Text shown:
________________________

This communal celebration of the killing of Jews means that Israel must remain constantly vigilant. An attack can come any hour of any day from any member of the ‘Palestinian’ community. An attack can be by knife, gun, rock, stone or car. It can be committed by man, woman or child.
As these attacks increase Jewish vigilance, Jews in Israel remember the second Intifada (late 2000-early 2005). During this 55-month period, ‘138 ‘Palestinian’ suicide bombers killed more than 1,000 Israelis (“The al-Aqsa Intifada”, ynet, March 19, 2009). Thousands more were wounded.
Israel suffered an average of more than 2 successful suicide bombings per month for more than four years. The toll and the damage were horrific.
To give you a sense of that toll, consider: if the same per cent of America’s population were killed in similar bombings, more than 50,000 Americans would have been killed. The average Jewish population for 2000-2005 was app 5.25 million (it's 6.4 million today). The US population today is 322 million (“US population”, worldometers.info, September, 2016). 1,000 Jews killed in Israel is the population equivalent of 50,000+ Americans killed in America.
The world saw how horrific a suicide bombing can be in June, 2016 (Chris Summers, “Incredible moment that hero policeman guns down Istanbul airport suicide bomber then flees with SECONDS to spare after realising terrorist is about to detonate explosive vest”, dailymail, June 29, 2016). This incident explains why Israeli security forces, in the incident reported by ABC News, continued to shoot after the ‘Palestinian’s’ car had been stopped—to make sure no passenger would have the time to detonate a bomb which might be in that car.
In Istanbul, a police officer shot and wounded a suicide bomber. He did not then shoot again to kill him. Instead, he walked toward the downed terrorist. Then, when he saw the terrorist move to detonate his bomb, he turned and ran. The incident was captured on CCTV. At the time of the report, no one knew if that police officer survived that blast.
Israeli security forces don’t want that to happen in Israel. To prevent that, an Israeli security officer must not simply shoot and wound a terrorist. He must neutralize him. That means, according to one report, an attacking terrorist must either be killed or have both hands and feet handcuffed in order to be considered ‘neutralized’.
When a car, capable of carrying hundreds of pounds of explosives is involved in an attack against Jews, there is no time to remove an attacker from that car to handcuff him. Wounded, he could detonate his bomb. For him, ‘neutralizing’ means only one thing: he’ll be shot until he no longer moves.
That’s not extrajudicial killing. It’s self-defense.
That’s why, in the incident videoed above, police continued to shoot after the car had been stopped (the words of the story). The car was not the threat, as the story suggested. The threat was the passengers, either one of whom could have detonated a bomb.

________________________

Data extracted from a collection:
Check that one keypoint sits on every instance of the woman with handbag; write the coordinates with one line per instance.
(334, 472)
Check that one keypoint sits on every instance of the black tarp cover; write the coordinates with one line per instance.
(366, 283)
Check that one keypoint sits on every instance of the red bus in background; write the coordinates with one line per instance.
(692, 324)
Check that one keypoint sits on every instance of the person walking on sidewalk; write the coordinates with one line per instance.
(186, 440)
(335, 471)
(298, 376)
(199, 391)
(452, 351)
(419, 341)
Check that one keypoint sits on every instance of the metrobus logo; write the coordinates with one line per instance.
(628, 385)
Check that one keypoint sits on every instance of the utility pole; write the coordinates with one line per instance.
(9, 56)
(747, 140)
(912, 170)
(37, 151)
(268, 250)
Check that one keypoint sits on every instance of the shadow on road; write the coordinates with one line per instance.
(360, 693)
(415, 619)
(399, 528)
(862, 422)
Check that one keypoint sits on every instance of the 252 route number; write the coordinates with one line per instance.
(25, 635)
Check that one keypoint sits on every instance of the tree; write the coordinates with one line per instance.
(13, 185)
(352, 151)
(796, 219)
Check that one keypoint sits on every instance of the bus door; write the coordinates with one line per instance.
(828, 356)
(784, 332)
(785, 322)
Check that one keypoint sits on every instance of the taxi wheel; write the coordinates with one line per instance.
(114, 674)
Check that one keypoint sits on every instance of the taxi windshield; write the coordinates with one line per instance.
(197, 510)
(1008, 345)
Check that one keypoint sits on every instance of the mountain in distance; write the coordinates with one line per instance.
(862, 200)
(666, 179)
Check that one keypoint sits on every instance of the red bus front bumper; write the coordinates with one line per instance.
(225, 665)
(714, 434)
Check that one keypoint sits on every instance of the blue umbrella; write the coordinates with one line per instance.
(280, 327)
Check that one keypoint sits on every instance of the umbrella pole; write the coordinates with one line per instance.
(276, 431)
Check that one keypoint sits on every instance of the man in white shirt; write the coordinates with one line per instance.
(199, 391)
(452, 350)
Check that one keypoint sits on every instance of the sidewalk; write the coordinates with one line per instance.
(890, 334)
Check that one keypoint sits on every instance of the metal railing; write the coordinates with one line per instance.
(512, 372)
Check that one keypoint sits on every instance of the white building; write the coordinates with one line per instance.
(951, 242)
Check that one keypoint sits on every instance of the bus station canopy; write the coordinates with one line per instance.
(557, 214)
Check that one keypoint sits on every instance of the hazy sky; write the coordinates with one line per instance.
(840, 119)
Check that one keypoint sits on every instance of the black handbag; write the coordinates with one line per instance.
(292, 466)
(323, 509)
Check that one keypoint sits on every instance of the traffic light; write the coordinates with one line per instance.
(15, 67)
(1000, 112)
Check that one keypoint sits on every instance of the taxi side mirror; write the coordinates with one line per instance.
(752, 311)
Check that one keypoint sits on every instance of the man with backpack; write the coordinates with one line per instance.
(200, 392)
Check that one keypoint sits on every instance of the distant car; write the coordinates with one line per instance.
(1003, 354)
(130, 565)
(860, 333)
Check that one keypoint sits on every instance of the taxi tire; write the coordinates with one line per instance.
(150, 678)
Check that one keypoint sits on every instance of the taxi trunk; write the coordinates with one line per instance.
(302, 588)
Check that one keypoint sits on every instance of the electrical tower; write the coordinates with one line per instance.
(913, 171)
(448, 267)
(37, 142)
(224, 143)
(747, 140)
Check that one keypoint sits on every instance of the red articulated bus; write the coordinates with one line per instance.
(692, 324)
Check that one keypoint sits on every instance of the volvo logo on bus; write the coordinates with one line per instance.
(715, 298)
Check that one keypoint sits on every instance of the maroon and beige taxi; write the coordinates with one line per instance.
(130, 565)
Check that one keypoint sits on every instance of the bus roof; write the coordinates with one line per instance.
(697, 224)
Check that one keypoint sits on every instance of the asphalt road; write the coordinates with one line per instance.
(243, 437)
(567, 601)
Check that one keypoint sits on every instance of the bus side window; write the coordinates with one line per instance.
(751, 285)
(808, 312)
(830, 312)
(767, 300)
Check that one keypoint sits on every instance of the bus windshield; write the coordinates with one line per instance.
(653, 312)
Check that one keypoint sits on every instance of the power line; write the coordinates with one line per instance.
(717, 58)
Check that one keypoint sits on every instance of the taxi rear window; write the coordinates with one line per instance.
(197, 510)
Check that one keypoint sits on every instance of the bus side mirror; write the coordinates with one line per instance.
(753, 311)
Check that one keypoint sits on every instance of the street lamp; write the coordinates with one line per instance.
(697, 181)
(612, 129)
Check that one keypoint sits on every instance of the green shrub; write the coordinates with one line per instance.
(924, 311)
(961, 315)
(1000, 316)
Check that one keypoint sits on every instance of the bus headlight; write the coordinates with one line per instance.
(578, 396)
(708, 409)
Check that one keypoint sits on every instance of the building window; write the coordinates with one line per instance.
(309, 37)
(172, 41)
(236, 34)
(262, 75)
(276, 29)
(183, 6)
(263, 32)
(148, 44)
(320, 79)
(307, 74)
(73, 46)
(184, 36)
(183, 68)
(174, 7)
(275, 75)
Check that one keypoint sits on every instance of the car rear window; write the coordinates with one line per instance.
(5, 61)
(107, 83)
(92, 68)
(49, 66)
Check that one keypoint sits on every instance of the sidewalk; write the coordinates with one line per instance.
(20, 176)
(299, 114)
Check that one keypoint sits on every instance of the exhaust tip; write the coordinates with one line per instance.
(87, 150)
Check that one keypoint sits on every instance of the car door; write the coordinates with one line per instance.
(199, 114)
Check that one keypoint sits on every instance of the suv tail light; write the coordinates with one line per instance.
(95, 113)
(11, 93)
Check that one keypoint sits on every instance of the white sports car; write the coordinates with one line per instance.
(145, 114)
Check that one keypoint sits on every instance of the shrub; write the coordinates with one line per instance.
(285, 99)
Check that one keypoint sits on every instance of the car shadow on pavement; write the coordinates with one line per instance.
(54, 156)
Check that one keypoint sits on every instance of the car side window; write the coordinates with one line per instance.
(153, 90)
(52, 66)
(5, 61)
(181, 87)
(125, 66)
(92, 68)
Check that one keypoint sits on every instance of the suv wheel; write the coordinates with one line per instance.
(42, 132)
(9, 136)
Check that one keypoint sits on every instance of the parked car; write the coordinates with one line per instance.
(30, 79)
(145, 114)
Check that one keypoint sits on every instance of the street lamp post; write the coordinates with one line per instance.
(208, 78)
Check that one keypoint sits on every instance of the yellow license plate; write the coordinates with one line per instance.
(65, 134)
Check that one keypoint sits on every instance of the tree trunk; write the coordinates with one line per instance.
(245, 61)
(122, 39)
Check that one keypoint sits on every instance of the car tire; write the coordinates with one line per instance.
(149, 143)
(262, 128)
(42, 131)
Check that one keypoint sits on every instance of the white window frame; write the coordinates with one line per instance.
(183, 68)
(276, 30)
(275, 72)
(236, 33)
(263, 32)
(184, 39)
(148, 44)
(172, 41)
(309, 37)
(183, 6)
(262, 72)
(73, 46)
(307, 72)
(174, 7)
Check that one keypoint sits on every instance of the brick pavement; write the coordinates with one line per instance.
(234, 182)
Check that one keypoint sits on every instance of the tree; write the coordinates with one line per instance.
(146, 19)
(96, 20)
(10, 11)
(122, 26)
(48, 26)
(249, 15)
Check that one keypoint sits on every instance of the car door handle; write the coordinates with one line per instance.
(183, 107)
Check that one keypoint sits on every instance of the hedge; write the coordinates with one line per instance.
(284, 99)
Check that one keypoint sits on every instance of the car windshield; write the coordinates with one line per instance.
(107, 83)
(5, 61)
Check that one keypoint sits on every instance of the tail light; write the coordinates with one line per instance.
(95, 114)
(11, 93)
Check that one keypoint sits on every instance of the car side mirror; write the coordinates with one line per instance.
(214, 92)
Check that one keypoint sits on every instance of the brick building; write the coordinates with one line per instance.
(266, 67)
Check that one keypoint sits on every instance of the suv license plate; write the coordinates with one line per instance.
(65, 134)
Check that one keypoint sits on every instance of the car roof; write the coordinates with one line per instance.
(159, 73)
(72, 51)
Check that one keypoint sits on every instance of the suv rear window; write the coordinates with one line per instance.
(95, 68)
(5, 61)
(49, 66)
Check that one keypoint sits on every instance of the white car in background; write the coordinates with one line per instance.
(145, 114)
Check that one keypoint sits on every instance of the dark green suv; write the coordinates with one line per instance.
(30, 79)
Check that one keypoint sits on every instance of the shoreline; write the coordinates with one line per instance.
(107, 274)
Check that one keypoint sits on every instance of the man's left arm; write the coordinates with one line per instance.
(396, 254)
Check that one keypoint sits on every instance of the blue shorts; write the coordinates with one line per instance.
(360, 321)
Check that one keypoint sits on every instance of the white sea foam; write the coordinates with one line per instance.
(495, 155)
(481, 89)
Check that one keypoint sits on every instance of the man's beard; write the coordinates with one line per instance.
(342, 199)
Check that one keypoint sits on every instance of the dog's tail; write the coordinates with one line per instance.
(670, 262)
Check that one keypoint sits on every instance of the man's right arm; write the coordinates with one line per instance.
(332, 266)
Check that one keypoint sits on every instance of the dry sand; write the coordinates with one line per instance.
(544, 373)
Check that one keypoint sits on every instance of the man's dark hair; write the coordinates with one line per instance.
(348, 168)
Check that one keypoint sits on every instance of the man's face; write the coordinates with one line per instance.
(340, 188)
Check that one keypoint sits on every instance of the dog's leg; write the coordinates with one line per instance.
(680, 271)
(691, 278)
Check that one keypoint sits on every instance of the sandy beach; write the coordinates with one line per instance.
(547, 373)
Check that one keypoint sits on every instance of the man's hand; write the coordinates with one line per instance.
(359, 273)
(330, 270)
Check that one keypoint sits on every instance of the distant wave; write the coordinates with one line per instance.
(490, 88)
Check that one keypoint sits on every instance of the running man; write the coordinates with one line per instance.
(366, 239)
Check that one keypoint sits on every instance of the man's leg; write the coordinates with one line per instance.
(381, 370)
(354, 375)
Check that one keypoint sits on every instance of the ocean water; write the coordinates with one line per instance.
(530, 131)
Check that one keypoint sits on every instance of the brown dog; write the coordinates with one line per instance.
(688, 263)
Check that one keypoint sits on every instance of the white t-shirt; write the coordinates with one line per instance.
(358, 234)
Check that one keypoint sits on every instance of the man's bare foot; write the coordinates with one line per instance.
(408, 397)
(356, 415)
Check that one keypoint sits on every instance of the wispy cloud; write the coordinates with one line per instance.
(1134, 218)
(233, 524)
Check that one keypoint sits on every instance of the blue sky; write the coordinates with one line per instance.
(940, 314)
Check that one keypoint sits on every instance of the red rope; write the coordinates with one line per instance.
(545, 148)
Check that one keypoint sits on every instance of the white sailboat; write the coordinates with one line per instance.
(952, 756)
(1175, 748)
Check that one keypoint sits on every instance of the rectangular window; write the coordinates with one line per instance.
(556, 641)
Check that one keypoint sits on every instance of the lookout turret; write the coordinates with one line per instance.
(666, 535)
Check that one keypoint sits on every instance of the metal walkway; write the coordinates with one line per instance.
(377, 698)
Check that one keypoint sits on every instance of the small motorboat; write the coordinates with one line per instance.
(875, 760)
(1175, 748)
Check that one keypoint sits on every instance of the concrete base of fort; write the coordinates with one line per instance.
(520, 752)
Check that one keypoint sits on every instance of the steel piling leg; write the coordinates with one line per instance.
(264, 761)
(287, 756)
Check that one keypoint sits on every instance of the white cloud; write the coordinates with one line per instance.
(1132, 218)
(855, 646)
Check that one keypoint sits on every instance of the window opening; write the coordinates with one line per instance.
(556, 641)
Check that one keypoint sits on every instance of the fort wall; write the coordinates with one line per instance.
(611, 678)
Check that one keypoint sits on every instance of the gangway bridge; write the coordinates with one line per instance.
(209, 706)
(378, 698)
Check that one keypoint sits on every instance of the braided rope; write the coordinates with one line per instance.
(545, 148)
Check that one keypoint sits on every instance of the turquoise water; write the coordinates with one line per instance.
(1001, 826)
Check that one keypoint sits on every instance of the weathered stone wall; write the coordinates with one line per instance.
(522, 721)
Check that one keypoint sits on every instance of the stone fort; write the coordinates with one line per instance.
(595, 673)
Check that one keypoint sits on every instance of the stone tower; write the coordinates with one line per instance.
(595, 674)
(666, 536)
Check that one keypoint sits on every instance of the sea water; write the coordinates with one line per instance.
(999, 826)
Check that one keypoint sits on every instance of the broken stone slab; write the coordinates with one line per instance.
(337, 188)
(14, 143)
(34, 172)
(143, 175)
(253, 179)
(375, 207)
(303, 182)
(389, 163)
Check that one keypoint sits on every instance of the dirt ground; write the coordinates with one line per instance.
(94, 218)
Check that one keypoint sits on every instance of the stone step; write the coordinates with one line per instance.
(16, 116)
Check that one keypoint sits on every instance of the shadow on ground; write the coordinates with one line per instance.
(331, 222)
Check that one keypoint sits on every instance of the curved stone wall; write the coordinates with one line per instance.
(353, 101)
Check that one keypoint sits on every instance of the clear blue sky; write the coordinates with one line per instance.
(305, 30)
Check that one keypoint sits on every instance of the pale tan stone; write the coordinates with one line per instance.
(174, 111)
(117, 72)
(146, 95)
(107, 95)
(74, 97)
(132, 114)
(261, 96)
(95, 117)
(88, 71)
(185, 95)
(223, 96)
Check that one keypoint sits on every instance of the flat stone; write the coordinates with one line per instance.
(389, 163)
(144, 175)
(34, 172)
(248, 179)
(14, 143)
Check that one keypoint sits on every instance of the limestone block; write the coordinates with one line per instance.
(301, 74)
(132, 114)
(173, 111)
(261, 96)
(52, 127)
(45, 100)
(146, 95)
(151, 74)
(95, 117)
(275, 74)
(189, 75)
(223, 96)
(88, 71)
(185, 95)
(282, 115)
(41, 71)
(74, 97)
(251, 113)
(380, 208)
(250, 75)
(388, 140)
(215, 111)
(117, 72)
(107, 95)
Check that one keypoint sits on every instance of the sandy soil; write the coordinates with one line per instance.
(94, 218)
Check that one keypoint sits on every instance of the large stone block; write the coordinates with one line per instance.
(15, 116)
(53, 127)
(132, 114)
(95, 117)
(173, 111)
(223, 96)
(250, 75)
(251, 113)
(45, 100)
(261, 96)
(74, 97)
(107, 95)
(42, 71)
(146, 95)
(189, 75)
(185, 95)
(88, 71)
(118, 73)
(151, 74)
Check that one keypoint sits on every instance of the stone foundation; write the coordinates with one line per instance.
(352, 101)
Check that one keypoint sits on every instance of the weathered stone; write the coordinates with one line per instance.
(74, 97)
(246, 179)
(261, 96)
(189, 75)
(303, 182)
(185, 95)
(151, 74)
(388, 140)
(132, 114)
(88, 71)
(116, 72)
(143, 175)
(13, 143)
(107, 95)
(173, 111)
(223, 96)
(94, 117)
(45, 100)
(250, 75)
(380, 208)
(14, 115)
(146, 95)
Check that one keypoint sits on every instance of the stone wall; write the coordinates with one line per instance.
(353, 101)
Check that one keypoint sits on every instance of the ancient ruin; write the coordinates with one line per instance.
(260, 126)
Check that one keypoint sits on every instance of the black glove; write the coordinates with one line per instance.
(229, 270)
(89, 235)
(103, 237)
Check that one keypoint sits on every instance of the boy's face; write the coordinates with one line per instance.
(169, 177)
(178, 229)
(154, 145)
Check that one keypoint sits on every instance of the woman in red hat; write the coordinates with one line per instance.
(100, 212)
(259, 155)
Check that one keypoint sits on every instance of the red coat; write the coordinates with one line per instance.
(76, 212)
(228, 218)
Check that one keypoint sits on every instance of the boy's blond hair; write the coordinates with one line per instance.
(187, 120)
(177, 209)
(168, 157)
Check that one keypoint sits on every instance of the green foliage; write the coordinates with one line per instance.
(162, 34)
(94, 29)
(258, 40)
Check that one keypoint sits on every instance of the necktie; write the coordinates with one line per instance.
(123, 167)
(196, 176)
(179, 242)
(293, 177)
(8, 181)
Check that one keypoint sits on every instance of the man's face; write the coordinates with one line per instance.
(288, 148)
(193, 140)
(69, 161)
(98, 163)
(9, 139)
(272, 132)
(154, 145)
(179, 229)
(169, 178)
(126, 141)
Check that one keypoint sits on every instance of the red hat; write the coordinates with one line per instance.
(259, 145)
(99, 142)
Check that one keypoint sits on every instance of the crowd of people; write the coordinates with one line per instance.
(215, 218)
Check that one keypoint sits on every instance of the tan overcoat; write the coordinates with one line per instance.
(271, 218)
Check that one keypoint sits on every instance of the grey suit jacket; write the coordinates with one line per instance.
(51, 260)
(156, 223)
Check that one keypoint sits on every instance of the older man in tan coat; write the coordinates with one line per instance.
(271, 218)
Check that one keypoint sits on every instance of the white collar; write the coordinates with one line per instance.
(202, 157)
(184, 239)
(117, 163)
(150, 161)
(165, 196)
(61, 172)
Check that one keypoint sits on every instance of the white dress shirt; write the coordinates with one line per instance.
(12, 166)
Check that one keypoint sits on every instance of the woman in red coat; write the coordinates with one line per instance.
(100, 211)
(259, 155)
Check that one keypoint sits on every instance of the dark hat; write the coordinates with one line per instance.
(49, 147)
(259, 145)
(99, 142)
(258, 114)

________________________

Tasks and exercises:
1 > According to the text shown, what was the approximate average Jewish population of Israel for 2000-2005?
2 > Reproduce everything in the text shown from "In Istanbul, a" down to "be considered ‘neutralized’.".
3 > Decide whether each statement agrees with the text shown, answering yes or no and quoting the deciding words:
(a) The second Intifada spanned 55 months.
(b) In Istanbul, the police officer fired a second time to kill the suicide bomber.
(c) The US population today is given as 322 million.

Answers for each item:
1 > Approximately 5.25 million.

2 >
In Istanbul, a police officer shot and wounded a suicide bomber. He did not then shoot again to kill him. Instead, he walked toward the downed terrorist. Then, when he saw the terrorist move to detonate his bomb, he turned and ran. The incident was captured on CCTV. At the time of the report, no one knew if that police officer survived that blast.
Israeli security forces don’t want that to happen in Israel. To prevent that, an Israeli security officer must not simply shoot and wound a terrorist. He must neutralize him. That means, according to one report, an attacking terrorist must either be killed or have both hands and feet handcuffed in order to be considered ‘neutralized’.

3 >
(a) Yes: "During this 55-month period"
(b) No: "He did not then shoot again to kill him."
(c) Yes: "The US population today is 322 million"